→ WORK ITEM
Show all lines from the data that include the word "this".

Point localization data:
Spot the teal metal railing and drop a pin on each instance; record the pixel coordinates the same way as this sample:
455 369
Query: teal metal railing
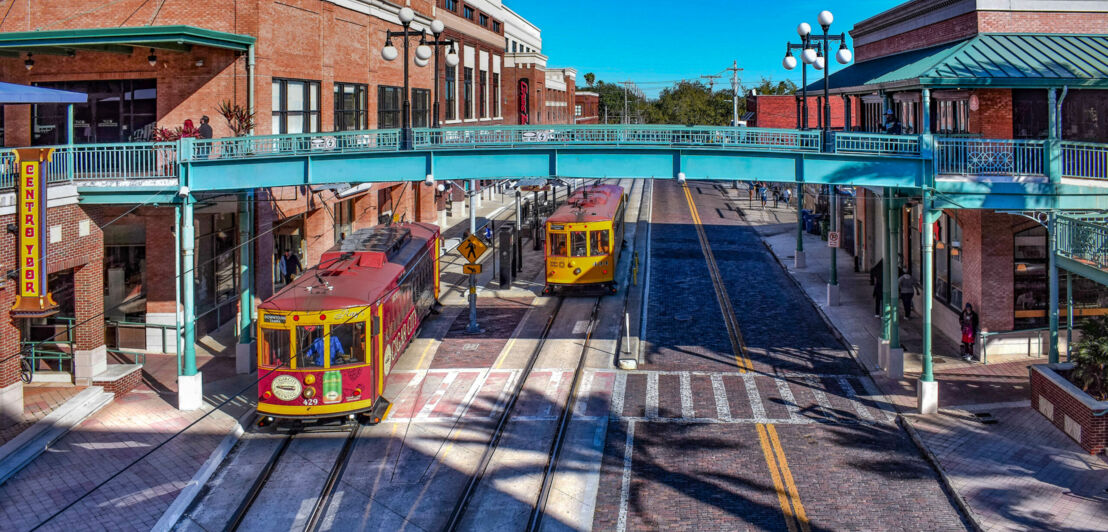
297 144
876 144
1085 160
988 156
1085 242
616 135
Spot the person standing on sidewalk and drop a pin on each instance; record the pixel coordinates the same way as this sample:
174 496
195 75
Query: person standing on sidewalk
908 289
968 323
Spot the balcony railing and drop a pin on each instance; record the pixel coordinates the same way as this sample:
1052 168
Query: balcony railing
1085 242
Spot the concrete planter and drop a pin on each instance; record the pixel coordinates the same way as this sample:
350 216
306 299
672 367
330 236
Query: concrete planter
1070 409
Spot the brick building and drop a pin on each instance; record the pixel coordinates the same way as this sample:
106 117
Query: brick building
586 109
980 69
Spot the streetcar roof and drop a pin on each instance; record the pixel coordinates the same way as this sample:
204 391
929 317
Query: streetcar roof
357 272
592 203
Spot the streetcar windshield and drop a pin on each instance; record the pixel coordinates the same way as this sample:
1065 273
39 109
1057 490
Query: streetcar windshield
599 242
557 244
577 244
275 347
309 346
348 344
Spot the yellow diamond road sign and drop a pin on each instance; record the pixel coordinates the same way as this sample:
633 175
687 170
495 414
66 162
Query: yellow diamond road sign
472 248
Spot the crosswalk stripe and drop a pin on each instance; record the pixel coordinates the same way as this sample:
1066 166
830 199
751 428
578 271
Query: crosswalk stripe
722 408
756 407
687 396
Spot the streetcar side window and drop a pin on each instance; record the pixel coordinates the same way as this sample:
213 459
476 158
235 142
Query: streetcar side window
577 244
557 244
599 242
275 346
348 344
309 353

→ SOLUTION TO THE PROBLEM
Spot the teal metal railing and drop a pin on each instance; record the pixel coordinates the same way as this sample:
Spot the person standing on sidewalk and drop a pin on each instance; record the pixel coordinates the same way as this sample:
Spot the balcony railing and drop a pin on each instance; record the pixel coordinates the same way as this sample:
Spot the concrete planter and drop a pin on each instance; record the pixel coordinates the same way as this sample:
Spot the brick building and drop a pin on each instance; record the pixel coordinates the same way as this sample:
Spot the streetcar roof and drop a pin on each instance; record the pixel coordinates the same way as this sample:
Spot the streetcar windshield and drop a pin on each instance; record the pixel coordinates the same way as this sample:
Spot the yellow diamond road sign and drop a pin on each instance; record the pixel coordinates the same way as this sample:
Spot the crosswalk stripe and drop a pin on each instance; record the pixel coordinates the same way as this sample:
Spot the streetcar side window and drop a pin on each instance; record the pixel coordinates the same way as this sample:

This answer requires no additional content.